(Text)
Under the final rule, hospital payments are expected to increase by $2.6 billion in FY 2023, though CMS projects that Medicare disproportionate share hospitals (DSH) and uncompensated care payments would decrease by $300 thousand in FY 2023 as compared to the year prior. Additionally, CMS expects LTCH PPS payment rates to increase by roughly $71 million in FY 2023. The final rule establishes new — and alters previous — requirements for CAHs participating in the Medicare Promoting Interoperability Program. It will also require hospitals and CAHs to continue COVID-19 and seasonal influenza reporting upon the conclusion of the public health emergency (PHE), though the final rule institutes narrower reporting provisions than previously outlined in the proposed rule. Notably, CMS is not finalizing its proposal to implement reporting requirements for future declared PHEs related to a specific infectious disease or pathogen.

CMS Publishes FY 2023 Skilled Nursing Facility Payment Updates

The Centers for Medicare and Medicaid Services (CMS)recently finalized its annual update to Medicare payment policies and rates for skilled nursing facilities (SNF) for fiscal year (FY) 2023 (TRP analysis; fact sheet; press release). Under the final rule, Medicare Part A payments will see an increase of an estimated $904 million, which substantially differs from the projected decrease in the proposed rule of roughly $320 million in FY 2023. SNF payments will also be increased by 5.1 percent in FY 2023, representing a projected $1.7 billion increase over FY 2022. CMS is finalizing a 4.6 percent Patient-Driven Payment Model (PDPM) parity adjustment reduction that is expected to reduce SNF spending by a total of $780 million in FY 2023.

With regard to the SNF Quality Reporting Program (QRP), CMS finalized its proposal to add an Influenza Vaccination Coverage among the Healthcare Personnel (HCP) measure. However, the agency will adopt the new measure in FY 2024, as opposed to the initially proposed FY 2025 start date. Among other policies surrounding the SNF Value-Based Purchasing (VBP) Program, CMS is finalizing a special scoring policy for FY 2023, which includes a proposal to assign a performance score of zero to all SNFs. Additionally, CMS is finalizing three new measures for the SNF VBP program, which will begin in FY 2026 and FY 2027. Similar to other payment rules by CMS for FY 2023, the agency is finalizing a permanent five percent cap on annual wage index decreases to smooth year-to-year changes in providers’ wage index payments. Regulations will be effective on October 1, 2022.

(Dataset content)
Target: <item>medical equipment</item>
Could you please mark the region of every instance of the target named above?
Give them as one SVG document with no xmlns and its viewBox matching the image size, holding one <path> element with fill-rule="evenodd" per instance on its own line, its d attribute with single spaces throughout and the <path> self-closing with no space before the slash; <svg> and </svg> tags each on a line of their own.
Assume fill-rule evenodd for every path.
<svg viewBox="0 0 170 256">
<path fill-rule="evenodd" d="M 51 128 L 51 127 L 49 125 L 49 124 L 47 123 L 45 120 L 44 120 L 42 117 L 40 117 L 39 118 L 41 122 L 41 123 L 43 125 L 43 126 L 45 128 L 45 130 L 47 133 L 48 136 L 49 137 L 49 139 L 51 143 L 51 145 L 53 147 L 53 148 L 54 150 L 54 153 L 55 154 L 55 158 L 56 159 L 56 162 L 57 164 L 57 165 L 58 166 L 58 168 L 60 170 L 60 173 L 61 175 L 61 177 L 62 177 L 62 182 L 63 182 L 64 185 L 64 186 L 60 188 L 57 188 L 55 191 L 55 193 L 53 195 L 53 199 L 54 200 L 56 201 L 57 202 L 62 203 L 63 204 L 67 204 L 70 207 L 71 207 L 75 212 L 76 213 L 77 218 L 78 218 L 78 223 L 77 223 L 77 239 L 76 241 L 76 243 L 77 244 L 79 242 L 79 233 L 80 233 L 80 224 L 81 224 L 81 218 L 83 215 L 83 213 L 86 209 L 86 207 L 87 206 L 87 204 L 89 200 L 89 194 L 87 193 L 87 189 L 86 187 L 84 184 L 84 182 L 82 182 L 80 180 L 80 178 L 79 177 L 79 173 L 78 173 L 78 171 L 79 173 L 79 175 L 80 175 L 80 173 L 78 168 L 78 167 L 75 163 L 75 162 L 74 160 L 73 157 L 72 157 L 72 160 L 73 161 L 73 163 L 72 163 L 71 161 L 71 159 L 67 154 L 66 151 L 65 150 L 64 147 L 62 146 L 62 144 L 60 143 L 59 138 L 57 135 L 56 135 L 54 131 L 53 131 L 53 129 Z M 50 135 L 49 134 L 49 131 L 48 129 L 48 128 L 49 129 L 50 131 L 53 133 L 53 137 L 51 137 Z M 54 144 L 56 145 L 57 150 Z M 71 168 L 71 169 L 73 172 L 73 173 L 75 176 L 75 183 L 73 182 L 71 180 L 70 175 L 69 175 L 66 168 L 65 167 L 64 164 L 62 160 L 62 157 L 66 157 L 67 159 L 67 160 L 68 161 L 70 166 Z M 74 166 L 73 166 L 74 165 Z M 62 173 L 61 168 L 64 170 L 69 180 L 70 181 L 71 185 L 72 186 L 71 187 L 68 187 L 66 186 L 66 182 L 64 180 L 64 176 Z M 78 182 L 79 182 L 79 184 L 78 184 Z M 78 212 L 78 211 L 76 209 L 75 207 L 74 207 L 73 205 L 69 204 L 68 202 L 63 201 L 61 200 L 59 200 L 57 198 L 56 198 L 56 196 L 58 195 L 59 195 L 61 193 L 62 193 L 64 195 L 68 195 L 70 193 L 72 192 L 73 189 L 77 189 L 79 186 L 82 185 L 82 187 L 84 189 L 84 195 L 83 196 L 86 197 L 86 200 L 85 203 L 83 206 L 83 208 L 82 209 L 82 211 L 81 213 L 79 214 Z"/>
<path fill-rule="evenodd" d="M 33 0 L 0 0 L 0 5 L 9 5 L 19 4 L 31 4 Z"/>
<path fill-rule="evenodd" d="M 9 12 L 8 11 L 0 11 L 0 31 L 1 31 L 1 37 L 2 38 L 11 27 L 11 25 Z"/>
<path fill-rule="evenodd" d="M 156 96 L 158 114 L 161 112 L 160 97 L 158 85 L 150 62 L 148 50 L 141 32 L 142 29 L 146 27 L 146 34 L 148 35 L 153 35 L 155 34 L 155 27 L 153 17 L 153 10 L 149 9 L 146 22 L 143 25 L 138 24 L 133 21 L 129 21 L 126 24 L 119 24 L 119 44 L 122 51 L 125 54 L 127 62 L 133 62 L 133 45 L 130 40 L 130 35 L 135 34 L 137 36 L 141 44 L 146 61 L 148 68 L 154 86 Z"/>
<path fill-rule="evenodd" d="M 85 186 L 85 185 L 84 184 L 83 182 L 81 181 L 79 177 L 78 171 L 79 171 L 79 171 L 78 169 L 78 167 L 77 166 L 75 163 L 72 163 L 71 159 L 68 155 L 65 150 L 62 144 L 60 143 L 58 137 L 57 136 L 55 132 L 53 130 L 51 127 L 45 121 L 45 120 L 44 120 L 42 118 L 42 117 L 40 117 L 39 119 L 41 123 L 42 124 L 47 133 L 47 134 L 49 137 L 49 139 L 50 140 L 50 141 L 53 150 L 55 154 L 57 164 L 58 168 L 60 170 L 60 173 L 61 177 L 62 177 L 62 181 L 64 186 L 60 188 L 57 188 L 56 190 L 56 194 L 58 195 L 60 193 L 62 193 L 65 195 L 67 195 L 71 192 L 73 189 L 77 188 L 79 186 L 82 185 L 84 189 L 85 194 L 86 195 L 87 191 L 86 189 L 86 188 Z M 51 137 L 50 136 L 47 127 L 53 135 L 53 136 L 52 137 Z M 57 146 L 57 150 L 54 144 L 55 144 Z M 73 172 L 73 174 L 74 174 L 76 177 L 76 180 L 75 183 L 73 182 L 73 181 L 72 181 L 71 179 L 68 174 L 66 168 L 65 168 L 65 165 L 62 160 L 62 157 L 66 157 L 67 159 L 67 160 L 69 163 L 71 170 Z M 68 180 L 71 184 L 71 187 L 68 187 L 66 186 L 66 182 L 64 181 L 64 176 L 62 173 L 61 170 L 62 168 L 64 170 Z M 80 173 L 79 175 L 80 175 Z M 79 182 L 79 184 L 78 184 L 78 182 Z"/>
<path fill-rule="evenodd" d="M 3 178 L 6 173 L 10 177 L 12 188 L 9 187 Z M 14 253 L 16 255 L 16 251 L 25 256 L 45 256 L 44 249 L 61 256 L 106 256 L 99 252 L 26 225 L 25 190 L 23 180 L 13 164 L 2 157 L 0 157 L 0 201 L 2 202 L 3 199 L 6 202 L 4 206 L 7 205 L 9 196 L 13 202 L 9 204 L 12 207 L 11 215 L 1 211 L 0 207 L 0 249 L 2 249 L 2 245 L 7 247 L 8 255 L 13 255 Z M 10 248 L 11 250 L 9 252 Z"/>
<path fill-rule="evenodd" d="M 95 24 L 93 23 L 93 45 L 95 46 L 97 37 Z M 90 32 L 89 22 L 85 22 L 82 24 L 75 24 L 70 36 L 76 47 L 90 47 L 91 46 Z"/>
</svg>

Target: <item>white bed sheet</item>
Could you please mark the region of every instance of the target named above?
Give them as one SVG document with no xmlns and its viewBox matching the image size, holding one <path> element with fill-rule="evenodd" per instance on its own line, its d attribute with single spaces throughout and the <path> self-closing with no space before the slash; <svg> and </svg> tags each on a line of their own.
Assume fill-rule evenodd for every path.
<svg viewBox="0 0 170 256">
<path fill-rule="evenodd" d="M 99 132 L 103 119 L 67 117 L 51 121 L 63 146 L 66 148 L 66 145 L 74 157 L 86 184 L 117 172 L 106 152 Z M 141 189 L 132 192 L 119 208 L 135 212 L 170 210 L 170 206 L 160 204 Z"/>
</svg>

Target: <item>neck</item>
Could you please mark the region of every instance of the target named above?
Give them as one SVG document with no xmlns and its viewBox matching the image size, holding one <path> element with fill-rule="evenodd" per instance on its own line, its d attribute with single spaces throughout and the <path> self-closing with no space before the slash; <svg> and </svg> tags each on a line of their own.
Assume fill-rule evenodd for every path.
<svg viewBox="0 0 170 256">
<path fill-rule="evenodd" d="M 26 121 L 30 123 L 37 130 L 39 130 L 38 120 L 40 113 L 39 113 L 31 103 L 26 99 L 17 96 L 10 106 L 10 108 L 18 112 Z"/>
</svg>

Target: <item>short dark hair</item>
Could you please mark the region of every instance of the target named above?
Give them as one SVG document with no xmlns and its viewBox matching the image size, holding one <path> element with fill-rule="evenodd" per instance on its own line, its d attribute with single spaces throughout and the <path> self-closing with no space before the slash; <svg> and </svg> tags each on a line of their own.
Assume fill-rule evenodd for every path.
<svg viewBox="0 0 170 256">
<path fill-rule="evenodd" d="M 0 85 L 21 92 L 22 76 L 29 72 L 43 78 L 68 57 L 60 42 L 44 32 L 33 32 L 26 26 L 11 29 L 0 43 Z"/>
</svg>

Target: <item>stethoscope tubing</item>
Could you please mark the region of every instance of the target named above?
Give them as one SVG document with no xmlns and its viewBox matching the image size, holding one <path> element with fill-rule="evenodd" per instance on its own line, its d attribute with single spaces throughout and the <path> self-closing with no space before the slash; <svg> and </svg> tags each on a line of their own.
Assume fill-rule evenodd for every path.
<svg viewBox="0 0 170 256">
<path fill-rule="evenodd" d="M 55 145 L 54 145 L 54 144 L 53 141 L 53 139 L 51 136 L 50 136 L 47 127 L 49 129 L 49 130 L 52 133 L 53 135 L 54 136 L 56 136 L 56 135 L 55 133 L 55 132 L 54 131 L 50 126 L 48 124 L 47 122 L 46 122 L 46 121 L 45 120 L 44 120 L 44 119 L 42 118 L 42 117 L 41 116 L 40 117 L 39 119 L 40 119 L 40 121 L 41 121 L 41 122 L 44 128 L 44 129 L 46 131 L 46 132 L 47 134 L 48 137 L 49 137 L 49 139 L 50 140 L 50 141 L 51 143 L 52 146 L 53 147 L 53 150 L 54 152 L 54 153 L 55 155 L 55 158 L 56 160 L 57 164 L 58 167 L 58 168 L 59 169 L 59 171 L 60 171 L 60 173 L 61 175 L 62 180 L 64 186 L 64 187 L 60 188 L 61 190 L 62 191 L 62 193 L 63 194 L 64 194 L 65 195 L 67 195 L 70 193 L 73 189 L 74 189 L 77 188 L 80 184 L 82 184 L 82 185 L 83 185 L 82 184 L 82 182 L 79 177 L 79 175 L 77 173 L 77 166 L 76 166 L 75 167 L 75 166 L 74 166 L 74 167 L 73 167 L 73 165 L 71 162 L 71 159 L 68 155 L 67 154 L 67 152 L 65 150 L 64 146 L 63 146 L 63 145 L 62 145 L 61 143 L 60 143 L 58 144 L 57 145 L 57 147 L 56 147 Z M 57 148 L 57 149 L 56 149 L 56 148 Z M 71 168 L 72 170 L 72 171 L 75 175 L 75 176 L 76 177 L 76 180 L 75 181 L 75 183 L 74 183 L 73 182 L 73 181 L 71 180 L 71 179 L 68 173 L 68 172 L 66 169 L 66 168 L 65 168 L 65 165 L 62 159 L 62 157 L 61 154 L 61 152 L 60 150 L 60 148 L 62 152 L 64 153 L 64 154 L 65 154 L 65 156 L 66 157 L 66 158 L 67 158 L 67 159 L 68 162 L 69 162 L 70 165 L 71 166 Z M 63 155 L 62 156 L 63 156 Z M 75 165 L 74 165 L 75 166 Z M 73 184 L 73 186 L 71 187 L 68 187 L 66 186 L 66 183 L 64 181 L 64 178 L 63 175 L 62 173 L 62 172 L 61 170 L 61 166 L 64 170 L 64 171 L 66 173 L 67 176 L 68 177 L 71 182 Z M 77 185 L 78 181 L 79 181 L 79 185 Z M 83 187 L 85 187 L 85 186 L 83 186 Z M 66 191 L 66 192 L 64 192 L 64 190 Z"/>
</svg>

(Task instructions)
1. Decide whether each statement agrees with the CMS payment rule text, answering yes or no and quoting the words that settle it: (a) SNF payments rise by 5.1 percent in FY 2023; (b) CMS is finalizing reporting requirements for future declared PHEs tied to a specific pathogen; (c) the Influenza Vaccination Coverage among HCP measure will be adopted in FY 2025.
2. Please carry on the CMS payment rule text from its last sentence.

(Exercise responses)
1.
(a) Yes: "SNF payments will also be increased by 5.1 percent in FY 2023"
(b) No: "CMS is not finalizing its proposal to implement reporting requirements for future declared PHEs related to a specific infectious disease or pathogen"
(c) No: "the agency will adopt the new measure in FY 2024, as opposed to the initially proposed FY 2025 start date"

2.
Health Affairs Discusses Opioids, RWE, Accelerated Approval, Among Other Issues

Last week, Health Affairs held a webinar (TRP summary) with Food and Drug Administration (FDA) Commissioner Dr. Robert Califf. Health Affairs Editor-in-Chief Alan Weil asked Dr. Califf about a range of topics, focusing specifically on pharmaceutical product regulation. Dr. Califf explained that his key priorities for the FDA include opioids and misinformation. The Commissioner stressed a holistic approach to combatting opioid use, though he emphasized that fentanyl represents a substantial threat that requires additional attention. He also defended the accelerated approval pathway — while identifying its flaws — and FDA advisory panels, for which he advocated support for improved evidence generation for confirmatory studies.

This discussion led to Dr. Califf’s assertion that the FDA should focus more resources on the product lifecycle in addition to the approval process which receives funding through the user fee agreements. Additionally, the Commissioner engaged in discussion about the importance of leveraging real-world evidence (RWE) and elaborated on randomized trials, among other research methods. He also promoted better communication between the Centers for Medicare and Medicaid Services (CMS) and FDA, ultimately supporting coverage with evidence development as a promising tool to improve the coverage determination process once a product is granted FDA approval.